[THE TASK]
Only lines containing the word "plant" belong in the answer; copy each one from the records.
START TASK DATA
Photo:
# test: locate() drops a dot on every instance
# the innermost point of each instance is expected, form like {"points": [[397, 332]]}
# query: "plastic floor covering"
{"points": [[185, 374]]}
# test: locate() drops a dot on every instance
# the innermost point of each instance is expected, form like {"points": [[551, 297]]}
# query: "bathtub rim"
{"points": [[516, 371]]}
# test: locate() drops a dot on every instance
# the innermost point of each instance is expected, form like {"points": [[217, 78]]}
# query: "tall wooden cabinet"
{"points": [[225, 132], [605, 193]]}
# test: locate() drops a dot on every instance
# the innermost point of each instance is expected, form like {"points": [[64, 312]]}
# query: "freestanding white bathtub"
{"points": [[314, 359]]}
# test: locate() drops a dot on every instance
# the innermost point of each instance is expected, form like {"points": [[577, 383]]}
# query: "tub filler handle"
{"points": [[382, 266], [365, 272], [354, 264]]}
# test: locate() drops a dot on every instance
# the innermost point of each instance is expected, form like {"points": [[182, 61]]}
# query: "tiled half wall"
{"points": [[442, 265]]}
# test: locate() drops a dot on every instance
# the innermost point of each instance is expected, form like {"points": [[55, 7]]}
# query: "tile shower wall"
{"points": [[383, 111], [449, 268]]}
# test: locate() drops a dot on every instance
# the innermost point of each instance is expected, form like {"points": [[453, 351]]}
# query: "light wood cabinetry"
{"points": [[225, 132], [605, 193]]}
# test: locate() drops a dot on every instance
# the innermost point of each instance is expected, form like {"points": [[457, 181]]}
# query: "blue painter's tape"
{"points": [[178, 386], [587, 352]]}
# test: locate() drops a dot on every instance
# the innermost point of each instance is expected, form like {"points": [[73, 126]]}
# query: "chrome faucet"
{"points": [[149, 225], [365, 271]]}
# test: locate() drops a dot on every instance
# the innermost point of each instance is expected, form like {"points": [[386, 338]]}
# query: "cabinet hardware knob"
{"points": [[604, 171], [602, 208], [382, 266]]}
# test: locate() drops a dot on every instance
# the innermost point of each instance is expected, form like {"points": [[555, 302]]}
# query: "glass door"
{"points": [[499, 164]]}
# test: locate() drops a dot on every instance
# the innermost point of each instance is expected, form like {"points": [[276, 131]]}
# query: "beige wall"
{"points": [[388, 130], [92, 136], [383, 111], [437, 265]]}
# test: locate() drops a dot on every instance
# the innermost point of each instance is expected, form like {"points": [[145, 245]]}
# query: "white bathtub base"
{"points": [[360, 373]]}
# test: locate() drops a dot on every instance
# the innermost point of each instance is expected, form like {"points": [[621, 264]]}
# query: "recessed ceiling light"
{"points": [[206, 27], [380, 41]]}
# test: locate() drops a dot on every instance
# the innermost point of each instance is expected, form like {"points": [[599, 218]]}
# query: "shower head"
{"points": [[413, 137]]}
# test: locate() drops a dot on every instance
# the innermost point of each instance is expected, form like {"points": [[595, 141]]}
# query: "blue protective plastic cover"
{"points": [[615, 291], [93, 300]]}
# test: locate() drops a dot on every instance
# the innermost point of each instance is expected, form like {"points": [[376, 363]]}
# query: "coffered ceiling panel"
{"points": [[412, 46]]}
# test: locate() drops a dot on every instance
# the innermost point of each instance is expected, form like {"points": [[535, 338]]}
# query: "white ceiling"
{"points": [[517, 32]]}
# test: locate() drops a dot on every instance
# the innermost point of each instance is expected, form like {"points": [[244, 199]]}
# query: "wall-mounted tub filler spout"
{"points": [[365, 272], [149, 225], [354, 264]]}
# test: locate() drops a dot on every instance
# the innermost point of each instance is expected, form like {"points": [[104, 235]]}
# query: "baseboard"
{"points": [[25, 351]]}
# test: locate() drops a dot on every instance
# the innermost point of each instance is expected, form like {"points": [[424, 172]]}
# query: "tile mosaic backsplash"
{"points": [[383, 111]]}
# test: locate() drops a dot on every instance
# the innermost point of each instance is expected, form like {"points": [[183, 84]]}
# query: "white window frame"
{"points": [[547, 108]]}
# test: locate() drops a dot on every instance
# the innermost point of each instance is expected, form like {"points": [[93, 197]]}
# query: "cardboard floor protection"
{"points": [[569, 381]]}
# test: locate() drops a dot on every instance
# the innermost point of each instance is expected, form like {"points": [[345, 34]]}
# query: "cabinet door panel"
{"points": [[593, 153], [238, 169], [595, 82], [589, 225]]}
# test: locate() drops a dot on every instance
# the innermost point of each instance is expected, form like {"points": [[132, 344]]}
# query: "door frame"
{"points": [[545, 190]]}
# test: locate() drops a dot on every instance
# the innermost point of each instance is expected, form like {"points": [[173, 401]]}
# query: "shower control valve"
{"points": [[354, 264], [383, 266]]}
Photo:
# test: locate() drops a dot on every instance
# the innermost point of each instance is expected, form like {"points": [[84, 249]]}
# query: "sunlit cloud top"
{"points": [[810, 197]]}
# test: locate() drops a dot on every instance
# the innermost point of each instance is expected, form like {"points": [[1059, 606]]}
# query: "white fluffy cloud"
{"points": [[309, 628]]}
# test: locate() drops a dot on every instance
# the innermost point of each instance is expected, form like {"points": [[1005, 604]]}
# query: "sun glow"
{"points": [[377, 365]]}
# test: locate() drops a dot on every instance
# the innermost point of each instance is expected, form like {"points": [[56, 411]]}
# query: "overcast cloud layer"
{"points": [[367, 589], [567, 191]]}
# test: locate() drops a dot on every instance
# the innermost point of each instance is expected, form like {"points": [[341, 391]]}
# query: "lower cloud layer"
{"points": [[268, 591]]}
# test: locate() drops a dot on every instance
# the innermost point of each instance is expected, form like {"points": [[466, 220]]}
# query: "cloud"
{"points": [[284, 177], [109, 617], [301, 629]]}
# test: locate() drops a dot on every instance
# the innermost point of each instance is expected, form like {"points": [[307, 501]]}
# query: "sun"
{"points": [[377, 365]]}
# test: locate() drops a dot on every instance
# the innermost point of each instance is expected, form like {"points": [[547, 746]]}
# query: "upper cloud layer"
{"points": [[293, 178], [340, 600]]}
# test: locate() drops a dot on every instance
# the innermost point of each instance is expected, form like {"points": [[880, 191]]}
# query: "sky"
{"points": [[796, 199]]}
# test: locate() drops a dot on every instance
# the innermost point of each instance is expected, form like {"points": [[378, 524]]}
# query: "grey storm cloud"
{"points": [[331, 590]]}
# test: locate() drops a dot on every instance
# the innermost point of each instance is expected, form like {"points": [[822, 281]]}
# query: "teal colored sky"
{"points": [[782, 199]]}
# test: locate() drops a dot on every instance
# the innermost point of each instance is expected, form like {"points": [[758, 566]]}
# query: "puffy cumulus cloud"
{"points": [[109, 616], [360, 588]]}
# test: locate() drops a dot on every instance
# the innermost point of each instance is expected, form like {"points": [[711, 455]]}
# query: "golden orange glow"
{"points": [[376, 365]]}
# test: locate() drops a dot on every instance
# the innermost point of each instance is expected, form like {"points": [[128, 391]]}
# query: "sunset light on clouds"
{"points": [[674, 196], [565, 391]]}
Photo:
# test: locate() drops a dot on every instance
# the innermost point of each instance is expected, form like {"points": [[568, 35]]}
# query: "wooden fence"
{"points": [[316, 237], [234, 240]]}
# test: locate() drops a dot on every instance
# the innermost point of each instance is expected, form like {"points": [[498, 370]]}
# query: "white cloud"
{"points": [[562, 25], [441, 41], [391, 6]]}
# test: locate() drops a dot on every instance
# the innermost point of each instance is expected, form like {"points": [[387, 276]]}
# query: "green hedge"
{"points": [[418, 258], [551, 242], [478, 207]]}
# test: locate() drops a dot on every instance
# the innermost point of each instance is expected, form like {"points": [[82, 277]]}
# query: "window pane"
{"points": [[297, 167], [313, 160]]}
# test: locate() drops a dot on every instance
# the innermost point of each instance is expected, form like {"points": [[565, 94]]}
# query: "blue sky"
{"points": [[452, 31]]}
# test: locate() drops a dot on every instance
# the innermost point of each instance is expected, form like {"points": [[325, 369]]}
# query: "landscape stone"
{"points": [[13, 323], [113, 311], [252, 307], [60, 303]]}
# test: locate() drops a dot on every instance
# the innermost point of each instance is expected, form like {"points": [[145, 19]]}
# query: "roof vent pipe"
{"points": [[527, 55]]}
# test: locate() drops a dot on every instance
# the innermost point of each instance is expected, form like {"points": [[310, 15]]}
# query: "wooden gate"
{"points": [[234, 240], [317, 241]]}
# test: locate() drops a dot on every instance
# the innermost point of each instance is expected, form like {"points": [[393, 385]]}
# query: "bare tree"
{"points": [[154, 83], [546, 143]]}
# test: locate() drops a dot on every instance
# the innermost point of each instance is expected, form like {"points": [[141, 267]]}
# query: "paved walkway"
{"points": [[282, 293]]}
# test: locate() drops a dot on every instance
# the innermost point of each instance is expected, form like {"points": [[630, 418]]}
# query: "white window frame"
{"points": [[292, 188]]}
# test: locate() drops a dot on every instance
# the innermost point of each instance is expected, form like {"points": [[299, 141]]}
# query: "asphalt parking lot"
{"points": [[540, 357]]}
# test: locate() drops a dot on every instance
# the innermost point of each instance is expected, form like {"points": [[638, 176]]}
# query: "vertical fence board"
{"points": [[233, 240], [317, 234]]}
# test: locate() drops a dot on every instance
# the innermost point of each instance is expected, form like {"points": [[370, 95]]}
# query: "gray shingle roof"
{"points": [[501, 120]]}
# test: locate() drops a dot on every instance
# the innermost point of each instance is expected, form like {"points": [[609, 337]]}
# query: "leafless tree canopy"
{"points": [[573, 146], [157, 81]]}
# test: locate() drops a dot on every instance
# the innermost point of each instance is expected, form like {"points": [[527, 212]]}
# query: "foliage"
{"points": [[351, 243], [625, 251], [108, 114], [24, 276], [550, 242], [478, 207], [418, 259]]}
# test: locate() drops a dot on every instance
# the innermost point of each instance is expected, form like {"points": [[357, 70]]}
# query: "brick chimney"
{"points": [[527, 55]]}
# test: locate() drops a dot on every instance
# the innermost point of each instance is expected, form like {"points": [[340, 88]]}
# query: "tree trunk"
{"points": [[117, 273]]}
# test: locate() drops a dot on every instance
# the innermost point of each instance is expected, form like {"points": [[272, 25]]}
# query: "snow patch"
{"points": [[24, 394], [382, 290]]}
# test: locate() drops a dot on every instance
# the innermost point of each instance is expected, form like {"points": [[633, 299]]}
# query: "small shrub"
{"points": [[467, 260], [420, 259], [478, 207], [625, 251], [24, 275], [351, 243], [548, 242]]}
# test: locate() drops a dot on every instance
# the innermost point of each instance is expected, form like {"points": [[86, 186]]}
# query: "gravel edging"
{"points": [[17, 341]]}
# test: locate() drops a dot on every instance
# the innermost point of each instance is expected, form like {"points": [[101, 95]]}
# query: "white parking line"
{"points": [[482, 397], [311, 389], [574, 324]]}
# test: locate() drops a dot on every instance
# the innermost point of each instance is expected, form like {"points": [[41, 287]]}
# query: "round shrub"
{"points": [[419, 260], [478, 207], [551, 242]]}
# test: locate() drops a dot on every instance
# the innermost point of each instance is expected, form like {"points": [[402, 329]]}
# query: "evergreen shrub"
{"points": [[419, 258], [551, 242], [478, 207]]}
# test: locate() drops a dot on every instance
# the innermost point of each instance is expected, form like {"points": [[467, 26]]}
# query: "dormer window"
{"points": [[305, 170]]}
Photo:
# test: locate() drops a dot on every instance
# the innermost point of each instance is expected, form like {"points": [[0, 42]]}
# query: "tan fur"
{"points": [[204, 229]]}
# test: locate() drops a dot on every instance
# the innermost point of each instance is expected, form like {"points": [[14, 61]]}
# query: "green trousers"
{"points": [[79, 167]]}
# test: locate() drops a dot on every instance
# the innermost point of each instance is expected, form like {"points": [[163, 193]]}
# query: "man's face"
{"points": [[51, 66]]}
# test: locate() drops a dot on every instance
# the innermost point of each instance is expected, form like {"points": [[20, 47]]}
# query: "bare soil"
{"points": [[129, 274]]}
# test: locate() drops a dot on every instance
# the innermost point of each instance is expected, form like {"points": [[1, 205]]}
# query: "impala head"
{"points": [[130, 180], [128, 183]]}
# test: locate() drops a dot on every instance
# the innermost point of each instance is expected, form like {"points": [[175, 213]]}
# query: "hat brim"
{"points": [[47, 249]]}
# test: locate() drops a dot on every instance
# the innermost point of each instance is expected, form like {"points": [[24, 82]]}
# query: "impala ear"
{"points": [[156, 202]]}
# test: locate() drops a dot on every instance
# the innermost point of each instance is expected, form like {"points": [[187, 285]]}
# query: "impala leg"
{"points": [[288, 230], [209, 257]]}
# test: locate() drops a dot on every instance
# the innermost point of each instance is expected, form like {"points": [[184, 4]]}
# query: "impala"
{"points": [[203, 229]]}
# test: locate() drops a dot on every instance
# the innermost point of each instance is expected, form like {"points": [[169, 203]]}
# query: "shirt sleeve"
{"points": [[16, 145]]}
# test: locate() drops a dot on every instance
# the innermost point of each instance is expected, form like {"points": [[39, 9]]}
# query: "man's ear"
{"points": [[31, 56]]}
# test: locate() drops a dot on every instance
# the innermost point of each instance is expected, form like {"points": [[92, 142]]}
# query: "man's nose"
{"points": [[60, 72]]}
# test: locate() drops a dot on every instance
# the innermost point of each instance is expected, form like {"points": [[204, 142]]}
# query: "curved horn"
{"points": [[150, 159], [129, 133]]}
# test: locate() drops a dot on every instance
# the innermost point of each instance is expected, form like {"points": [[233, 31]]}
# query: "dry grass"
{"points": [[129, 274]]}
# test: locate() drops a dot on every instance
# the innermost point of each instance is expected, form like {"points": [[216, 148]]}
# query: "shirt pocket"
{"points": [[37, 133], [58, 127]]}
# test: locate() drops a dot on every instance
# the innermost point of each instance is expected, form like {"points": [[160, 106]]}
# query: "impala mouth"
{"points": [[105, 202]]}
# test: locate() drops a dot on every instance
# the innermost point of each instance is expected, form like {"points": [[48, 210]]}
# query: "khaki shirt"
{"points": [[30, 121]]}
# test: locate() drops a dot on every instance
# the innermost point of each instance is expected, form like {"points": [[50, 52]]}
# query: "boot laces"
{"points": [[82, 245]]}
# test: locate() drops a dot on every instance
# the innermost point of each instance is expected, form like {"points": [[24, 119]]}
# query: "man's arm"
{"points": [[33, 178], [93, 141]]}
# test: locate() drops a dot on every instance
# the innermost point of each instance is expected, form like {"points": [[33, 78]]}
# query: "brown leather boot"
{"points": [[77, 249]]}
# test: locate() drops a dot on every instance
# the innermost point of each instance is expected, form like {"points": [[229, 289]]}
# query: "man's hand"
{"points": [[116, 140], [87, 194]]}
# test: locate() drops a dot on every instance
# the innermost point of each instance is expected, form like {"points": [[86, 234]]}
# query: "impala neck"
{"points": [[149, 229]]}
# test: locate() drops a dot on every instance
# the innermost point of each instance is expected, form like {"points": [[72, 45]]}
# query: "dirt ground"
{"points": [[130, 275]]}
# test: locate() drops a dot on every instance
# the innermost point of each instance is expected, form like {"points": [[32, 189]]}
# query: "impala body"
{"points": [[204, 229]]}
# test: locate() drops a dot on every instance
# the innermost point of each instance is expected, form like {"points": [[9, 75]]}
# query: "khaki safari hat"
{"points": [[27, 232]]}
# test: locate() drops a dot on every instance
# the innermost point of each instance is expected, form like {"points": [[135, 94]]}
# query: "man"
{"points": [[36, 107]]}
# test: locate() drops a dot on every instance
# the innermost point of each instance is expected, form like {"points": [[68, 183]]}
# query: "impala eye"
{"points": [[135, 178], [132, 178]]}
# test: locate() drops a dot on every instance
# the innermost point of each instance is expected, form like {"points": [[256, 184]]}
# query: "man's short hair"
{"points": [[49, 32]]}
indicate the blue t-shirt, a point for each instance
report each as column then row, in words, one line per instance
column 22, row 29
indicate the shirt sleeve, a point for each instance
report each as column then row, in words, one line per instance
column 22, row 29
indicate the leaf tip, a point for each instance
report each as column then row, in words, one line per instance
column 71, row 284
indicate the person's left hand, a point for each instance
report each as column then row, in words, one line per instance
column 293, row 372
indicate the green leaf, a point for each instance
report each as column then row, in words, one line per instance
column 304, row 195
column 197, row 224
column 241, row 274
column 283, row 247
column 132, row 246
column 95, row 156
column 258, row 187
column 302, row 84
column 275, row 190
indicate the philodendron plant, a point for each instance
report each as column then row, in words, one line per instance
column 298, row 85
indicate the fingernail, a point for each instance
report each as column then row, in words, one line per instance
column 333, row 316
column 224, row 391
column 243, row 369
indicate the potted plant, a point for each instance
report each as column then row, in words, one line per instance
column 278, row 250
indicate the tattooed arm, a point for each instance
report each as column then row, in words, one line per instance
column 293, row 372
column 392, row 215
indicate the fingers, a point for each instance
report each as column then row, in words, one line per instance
END TASK DATA
[RESPONSE FOR THIS EXERCISE]
indicate the philodendron plant, a point for each instance
indicate the potted plant, a point for each instance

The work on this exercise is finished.